:: PROVIDED MATERIAL ::

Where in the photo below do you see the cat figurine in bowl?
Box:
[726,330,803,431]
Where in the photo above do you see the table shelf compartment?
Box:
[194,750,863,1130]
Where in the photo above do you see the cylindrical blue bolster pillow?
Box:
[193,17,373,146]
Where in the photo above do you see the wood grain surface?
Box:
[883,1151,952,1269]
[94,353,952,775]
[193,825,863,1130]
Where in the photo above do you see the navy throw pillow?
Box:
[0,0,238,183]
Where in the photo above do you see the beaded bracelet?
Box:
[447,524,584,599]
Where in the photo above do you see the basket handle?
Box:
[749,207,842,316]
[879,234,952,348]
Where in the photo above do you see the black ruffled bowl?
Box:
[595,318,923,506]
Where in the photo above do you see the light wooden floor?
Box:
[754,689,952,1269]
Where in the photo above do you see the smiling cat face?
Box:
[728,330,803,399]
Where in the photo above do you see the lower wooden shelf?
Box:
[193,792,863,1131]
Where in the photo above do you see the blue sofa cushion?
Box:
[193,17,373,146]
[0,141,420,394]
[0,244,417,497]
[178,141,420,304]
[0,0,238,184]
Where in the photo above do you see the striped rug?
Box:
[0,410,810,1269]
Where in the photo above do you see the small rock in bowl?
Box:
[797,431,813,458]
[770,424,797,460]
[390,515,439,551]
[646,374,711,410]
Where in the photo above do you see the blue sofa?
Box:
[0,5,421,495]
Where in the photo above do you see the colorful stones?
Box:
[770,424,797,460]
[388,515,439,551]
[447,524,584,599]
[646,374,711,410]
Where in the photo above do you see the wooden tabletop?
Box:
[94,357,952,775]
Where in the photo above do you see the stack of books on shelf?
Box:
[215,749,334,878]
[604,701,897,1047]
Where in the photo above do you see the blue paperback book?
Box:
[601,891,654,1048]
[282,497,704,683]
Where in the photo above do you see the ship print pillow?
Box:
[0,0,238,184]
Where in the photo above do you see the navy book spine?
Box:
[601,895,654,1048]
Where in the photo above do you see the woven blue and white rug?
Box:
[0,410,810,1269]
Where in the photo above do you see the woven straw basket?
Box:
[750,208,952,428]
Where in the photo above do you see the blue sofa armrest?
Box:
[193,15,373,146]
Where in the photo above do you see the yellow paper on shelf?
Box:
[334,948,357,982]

:: TASK REQUIREMENTS ::
Rewrite all of the rows above, replacing every instance of "wooden" with "timber". Leave everything else unchanged.

:: ANSWER TO THIS EXERCISE ::
Where in the photo below do you see the cat figurine in bowl?
Box:
[726,330,803,431]
Where in the photo above do you see the table shelf compartment?
Box:
[194,750,863,1130]
Where in the photo above do you see the cylindrical blue bolster pillow?
Box:
[193,17,373,146]
Where in the photo above do you see the wood grain surface?
Box:
[883,1151,952,1269]
[94,353,952,775]
[193,825,863,1130]
Where in the photo above do you see the navy throw pillow?
Box:
[0,0,238,183]
Where in the photo above do you see the beaded bracelet?
Box:
[447,524,584,599]
Where in the photo above do you see the basket handle?
Box:
[749,207,842,316]
[879,234,952,348]
Where in the photo above do you see the black ruffled bowl?
Box:
[595,318,923,506]
Where in the photo above do you see the light timber floor?
Box:
[754,689,952,1269]
Where in the photo above do you see the smiling cat face?
Box:
[728,330,803,399]
Where in the photo above do you see the lower timber shelf?
Box:
[193,792,863,1131]
Where in the photo above do you see the blue sofa cushion?
Box:
[193,17,373,146]
[0,141,420,394]
[0,244,417,497]
[178,141,420,304]
[0,0,238,184]
Where in the photo above do you see the striped rug?
Box:
[0,410,810,1269]
Where in the photo above do you see the small rock in bowl?
Box:
[797,431,813,458]
[770,424,797,460]
[390,515,439,551]
[646,374,711,410]
Where in the photo above do you see the blue sofa?
Box:
[0,5,421,495]
Where in the photo above do you see the colorful stones?
Box:
[770,424,797,460]
[388,515,439,551]
[447,524,584,599]
[646,374,711,410]
Where in the photo above do you see the timber tabletop?
Box:
[94,357,952,775]
Where in the photo above do you see the stack of books on shelf?
Box:
[215,749,334,878]
[604,701,897,1047]
Where in the photo above do you see the blue paperback book?
Box:
[601,891,654,1048]
[282,497,704,683]
Where in the photo above do you see the ship print pillow?
Box:
[0,0,238,184]
Where in the photo above do you see the navy book spine?
Box:
[601,895,654,1048]
Where in the photo above do you see the woven blue and white rug?
Box:
[0,410,810,1269]
Where in the photo above do you see the woven straw basket?
Box:
[750,208,952,428]
Where in the photo above do you see the blue sofa armrest?
Box:
[193,15,373,146]
Where in the photo above do you see the yellow paper on shelf?
Box:
[334,948,357,982]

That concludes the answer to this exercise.